TEXT SEGMENT |
Sunday night was Buffet time. There was me and two other patients. It was the hardest dinner I have ever had. I ate half a sandwich and ran back to my room, but I did it. The next day I went into the sensory room with Sarah. This was on my own and only for 10 mins but I still did it. I spoke to Pam a Nursery Nurse and before I knew it, I found myself telling her how I felt. It was the first time I didn’t feel alone. I was a long way from home and I had no one I could speak to, but was all this about to change.
I remember being in my room and thinking, I really need to make the most of this mother and baby unit. If it wasn’t for Sarah, I would still be in ward F being pumped full of medication. Something had changed for me and thankfully I felt a little more hopeful. The more I got out the easier I started to find it. I was constantly putting myself in awkward situations. The OT taught me about fight or flight with anxiety, and I knew I had to keep fighting. I would go out for a walk with one of the nurses and before I knew it I was telling her about Harley and his fits and how it has affected me emotionally.
I had started to make friends and I was smiling, actually enjoying arts and crafts. Speaking to other patients was a lot easier than speaking to professionals. We didn’t judge each other. Whatever we said to each other we had already probably thought of or done. We didn’t scare each other. I still found it difficult to trust the staff. There was probably one or two I trusted to speak to. This wasn’t due to them, it was due to me, my personality and my previous experiences.
I remember having an altercation with one of the nurses and I went to see my psychiatrist straight after. I told her I wanted to hide away and I didn’t want to talk to anyone. All those emotions came back from before and feeling let down, hiding away in my room. She told me that this is my brains way of dealing with arguments or an altercation, the same as when you smell coconut you think of holiday. My brain feels danger or an attack and I want to hide away and I had to try and break that pattern. Again, I continued to break out of my comfort zone. I took her advice and did it. My whole day ended differently. I had a great afternoon and it taught me not to let one thing ruin the rest of my day.

GIVEN RECORDS |
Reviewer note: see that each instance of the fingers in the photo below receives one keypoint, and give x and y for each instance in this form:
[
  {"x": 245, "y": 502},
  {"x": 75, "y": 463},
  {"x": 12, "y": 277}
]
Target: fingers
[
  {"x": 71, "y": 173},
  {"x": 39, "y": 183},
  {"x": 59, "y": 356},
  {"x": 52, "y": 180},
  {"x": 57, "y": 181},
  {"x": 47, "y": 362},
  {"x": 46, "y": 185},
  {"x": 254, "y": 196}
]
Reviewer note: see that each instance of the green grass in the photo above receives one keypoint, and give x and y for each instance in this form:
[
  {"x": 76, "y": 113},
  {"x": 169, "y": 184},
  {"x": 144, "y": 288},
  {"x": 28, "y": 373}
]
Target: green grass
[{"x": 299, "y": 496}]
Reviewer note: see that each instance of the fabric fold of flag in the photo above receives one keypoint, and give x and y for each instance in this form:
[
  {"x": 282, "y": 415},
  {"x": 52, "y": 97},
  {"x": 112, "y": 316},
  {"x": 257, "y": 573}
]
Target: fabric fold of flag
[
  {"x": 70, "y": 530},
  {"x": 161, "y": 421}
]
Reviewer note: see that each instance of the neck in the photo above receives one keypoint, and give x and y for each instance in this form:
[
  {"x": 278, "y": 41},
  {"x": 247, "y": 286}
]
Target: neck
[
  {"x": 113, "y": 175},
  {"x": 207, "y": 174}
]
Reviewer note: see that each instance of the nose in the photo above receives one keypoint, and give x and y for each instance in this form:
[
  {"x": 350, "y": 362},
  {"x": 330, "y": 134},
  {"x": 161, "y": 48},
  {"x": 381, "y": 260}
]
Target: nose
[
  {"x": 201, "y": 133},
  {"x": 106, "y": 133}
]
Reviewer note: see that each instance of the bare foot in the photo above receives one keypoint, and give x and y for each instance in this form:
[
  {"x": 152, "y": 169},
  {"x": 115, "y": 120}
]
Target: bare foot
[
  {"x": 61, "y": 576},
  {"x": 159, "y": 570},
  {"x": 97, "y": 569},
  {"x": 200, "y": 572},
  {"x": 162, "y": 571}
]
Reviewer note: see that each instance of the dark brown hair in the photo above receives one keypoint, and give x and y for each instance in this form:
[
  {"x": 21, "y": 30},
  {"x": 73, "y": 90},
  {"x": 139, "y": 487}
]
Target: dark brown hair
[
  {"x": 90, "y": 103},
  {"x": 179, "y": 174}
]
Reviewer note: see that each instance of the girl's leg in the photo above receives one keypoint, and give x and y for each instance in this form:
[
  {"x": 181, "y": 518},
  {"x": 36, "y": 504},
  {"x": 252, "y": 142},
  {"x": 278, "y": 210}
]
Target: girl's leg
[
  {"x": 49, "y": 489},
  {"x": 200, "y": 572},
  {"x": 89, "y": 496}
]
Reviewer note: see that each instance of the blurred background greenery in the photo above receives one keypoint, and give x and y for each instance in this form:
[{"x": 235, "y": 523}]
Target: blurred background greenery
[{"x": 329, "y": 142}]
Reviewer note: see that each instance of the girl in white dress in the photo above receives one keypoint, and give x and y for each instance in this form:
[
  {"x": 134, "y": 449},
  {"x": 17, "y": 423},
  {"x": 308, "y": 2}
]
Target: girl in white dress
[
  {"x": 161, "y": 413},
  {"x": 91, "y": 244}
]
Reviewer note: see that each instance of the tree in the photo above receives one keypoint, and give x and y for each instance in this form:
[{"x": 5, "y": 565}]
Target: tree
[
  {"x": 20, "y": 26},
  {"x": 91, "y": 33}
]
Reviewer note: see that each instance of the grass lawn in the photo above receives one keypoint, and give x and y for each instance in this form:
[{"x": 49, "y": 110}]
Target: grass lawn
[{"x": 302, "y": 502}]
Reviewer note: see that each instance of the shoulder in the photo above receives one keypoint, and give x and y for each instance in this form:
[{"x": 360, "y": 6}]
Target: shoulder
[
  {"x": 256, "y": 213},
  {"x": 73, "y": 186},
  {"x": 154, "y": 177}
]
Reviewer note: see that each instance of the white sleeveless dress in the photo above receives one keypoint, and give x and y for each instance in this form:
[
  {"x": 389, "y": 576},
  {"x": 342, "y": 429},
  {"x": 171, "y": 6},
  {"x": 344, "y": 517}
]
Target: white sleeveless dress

---

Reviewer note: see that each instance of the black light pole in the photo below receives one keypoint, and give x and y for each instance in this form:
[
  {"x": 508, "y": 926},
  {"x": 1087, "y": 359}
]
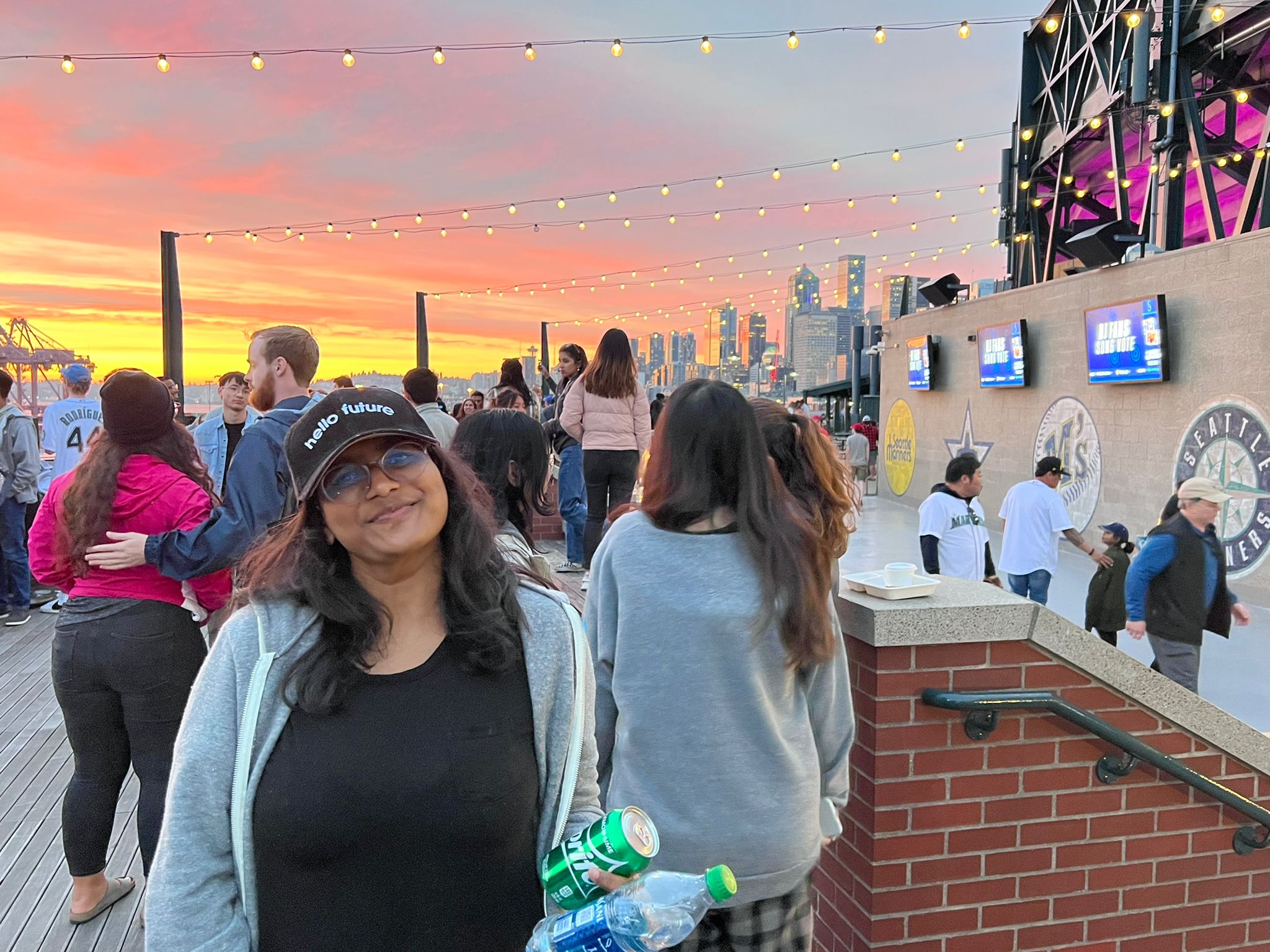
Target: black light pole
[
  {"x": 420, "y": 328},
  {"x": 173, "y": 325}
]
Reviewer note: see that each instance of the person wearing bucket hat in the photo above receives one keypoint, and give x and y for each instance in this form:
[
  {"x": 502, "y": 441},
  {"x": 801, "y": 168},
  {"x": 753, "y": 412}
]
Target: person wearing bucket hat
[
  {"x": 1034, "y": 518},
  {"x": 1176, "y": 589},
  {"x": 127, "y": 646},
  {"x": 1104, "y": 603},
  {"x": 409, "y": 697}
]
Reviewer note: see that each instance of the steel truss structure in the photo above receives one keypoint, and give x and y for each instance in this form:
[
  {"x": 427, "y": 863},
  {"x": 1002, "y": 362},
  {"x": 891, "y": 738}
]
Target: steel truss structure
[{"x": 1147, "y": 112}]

...

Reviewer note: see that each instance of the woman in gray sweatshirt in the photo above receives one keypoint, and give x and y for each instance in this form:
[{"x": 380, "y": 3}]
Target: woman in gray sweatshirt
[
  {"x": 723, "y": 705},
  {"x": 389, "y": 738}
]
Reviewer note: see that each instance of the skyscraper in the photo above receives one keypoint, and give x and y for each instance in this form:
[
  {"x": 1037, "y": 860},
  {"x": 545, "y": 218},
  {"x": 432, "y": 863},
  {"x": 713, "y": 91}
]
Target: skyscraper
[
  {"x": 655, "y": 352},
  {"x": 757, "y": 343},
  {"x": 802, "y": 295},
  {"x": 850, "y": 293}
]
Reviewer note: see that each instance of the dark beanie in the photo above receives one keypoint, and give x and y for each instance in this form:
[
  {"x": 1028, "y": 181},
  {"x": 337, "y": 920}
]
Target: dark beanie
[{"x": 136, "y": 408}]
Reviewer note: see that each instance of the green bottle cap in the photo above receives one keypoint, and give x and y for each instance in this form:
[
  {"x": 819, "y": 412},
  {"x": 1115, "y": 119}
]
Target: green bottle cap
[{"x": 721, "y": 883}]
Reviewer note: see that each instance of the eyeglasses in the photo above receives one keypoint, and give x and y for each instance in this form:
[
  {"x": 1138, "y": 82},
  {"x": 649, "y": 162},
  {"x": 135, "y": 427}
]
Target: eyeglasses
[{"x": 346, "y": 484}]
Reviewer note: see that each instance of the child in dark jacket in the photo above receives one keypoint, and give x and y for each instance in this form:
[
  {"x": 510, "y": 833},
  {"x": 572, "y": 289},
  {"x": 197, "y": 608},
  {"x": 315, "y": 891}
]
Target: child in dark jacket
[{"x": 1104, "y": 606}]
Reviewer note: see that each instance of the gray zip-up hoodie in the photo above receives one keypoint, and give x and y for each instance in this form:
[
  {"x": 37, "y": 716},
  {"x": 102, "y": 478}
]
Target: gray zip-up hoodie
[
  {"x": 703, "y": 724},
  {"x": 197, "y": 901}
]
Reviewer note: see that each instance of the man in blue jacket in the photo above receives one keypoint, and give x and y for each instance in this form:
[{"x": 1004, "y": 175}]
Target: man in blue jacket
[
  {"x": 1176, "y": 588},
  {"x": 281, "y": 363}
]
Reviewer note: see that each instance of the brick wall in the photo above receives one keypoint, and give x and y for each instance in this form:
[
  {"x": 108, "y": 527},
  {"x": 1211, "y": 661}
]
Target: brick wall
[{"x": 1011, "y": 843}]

TASK ITEM A | In the account of the mother and baby unit, rewrite the part that opens with the words containing "I had started" and closes with "my previous experiences.", changing "arts and crafts" to "painting".
TASK ITEM B | According to the mother and baby unit account, what did the OT teach the narrator about?
TASK ITEM C | Continue the account of the mother and baby unit after its final sentence.

TASK RESULT A |
I had started to make friends and I was smiling, actually enjoying painting. Speaking to other patients was a lot easier than speaking to professionals. We didn’t judge each other. Whatever we said to each other we had already probably thought of or done. We didn’t scare each other. I still found it difficult to trust the staff. There was probably one or two I trusted to speak to. This wasn’t due to them, it was due to me, my personality and my previous experiences.

TASK RESULT B | Fight or flight with anxiety.

TASK RESULT C |
Over time I had built some great relationships with staff and patients. I was mindful not to get too comfortable there. I had to remind myself this was not real life and although I’m safe guarded there, I will be faced with real situations on the outside world. It’s easy to fall into a safe place when you stay in an MBU and I can understand why some patients don’t want to leave. The transition of home leave was a lot different for me as I lived so far away, but going home for a week was definitely an eye opener and made me realise the triggers and things I need to work on when I got back to the ward.
When I got back to the ward, a few days in I realised after speaking with other patients and being able to give advice and talk about my experience, I no longer belonged there. I was ready to go home. You know when you are ready to leave, there is a difference in being scared of leaving and not being ready. I was just scared.
The doctors really leave the control in your hands and would never push you to leave or stay. The unit couldn’t teach me anymore. I had to teach myself the rest.
The mother and baby unit gave me all the tools and got me onto a level where I was willing to learn. Never in a million years did I ever think I was going to be happy again. Yet here I am typing up my experience in a completely different place to what I was 3 months ago.